• **Provided entries**:
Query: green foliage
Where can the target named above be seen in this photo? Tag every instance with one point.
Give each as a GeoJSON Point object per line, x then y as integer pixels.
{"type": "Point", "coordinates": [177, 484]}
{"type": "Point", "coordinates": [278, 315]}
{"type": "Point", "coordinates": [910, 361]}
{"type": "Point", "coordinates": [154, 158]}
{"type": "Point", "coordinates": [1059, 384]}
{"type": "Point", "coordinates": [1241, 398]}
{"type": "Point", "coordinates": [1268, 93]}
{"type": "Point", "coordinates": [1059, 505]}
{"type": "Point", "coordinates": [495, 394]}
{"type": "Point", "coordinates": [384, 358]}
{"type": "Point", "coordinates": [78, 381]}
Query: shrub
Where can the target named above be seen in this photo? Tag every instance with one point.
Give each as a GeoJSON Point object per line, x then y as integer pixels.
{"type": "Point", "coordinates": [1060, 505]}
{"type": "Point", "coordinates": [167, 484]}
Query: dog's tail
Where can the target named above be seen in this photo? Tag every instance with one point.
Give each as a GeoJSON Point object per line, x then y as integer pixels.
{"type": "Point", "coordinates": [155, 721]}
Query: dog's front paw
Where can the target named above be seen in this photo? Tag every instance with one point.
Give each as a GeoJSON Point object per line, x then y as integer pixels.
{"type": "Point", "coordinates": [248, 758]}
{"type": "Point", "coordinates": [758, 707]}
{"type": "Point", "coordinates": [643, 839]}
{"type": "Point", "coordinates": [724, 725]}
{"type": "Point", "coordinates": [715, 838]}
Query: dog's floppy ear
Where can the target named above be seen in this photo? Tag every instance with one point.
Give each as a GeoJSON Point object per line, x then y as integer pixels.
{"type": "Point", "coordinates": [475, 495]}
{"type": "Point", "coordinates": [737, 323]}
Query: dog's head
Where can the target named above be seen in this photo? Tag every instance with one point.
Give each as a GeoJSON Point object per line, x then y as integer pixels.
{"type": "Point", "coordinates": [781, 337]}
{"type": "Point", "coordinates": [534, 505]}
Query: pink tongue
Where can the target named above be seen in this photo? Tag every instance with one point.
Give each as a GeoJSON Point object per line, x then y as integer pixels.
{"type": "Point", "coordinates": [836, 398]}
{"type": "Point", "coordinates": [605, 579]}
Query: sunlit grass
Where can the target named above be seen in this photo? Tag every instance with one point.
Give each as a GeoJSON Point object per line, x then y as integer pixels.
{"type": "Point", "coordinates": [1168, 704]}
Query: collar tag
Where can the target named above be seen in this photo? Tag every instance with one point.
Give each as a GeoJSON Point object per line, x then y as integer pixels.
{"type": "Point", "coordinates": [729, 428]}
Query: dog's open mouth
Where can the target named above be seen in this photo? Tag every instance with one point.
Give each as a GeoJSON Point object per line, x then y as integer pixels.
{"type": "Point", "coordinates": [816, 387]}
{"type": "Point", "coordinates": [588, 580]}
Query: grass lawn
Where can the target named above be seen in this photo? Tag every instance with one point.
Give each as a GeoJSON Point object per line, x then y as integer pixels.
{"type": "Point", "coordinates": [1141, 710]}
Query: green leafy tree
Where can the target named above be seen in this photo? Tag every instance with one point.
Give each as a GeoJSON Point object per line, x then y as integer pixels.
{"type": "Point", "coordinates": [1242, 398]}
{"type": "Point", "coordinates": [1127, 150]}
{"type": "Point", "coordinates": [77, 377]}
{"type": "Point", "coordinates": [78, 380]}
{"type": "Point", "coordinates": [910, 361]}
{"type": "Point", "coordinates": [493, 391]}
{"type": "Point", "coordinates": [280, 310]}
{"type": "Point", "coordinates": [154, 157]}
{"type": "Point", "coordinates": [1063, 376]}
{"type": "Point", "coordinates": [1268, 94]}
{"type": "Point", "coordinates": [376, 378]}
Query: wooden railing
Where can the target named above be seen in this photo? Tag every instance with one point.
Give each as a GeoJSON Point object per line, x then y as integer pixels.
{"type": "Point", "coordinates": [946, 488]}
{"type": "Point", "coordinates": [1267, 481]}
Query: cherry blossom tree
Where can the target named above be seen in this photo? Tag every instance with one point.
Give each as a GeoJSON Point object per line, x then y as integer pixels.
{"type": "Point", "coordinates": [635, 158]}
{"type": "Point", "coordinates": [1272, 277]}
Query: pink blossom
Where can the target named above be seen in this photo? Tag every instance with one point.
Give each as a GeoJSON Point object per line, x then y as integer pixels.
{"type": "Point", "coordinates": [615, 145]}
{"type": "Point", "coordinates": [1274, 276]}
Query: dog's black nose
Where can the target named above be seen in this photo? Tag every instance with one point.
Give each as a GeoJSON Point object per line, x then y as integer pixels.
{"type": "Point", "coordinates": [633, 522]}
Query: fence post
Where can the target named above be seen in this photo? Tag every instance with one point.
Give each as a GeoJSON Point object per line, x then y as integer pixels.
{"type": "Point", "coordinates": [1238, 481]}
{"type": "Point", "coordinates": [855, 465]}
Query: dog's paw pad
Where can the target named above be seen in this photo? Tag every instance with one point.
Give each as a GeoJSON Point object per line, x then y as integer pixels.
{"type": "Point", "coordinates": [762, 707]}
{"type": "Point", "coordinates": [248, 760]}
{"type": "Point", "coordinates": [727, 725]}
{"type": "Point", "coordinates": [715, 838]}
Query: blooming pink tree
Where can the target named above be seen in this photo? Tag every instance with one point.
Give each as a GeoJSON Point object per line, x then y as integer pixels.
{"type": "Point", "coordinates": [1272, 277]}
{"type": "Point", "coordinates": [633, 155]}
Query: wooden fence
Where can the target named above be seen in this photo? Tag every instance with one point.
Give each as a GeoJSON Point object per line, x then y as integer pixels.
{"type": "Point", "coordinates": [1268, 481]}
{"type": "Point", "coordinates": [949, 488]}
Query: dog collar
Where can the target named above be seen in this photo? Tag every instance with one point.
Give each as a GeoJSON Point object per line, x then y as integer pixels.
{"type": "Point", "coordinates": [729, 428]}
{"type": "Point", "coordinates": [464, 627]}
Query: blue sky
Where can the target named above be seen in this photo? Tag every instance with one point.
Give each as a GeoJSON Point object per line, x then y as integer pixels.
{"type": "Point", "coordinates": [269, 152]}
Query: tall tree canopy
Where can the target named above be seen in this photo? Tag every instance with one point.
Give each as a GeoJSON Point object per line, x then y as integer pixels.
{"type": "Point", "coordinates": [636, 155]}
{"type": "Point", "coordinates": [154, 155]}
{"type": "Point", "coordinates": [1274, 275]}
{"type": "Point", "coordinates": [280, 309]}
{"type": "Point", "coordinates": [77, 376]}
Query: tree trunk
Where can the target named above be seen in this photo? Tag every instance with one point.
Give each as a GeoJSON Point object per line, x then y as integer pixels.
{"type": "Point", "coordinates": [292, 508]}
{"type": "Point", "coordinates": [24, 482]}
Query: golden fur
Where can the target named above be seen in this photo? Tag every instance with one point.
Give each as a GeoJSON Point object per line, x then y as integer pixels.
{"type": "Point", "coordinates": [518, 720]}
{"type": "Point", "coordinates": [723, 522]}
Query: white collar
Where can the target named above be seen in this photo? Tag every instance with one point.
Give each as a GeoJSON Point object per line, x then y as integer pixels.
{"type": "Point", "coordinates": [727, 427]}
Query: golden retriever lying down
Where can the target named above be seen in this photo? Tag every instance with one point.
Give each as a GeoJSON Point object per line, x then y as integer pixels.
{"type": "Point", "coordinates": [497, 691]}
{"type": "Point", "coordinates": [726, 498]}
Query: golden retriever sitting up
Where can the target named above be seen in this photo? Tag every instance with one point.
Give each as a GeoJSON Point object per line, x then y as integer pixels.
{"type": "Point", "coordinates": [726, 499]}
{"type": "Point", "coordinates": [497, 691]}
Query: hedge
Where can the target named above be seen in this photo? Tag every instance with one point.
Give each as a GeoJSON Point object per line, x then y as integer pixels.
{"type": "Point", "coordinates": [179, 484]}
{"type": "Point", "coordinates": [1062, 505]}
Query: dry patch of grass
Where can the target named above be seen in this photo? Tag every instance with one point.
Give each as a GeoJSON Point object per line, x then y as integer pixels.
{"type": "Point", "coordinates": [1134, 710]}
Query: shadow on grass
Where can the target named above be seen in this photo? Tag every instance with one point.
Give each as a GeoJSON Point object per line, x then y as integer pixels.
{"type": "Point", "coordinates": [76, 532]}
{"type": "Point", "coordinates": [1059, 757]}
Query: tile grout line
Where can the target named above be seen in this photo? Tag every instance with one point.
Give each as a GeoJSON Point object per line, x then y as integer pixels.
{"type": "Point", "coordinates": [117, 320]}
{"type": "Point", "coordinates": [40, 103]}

• **Task goal**:
State how many lines of the data include the word "fence", with nothing else.

• **Task response**:
2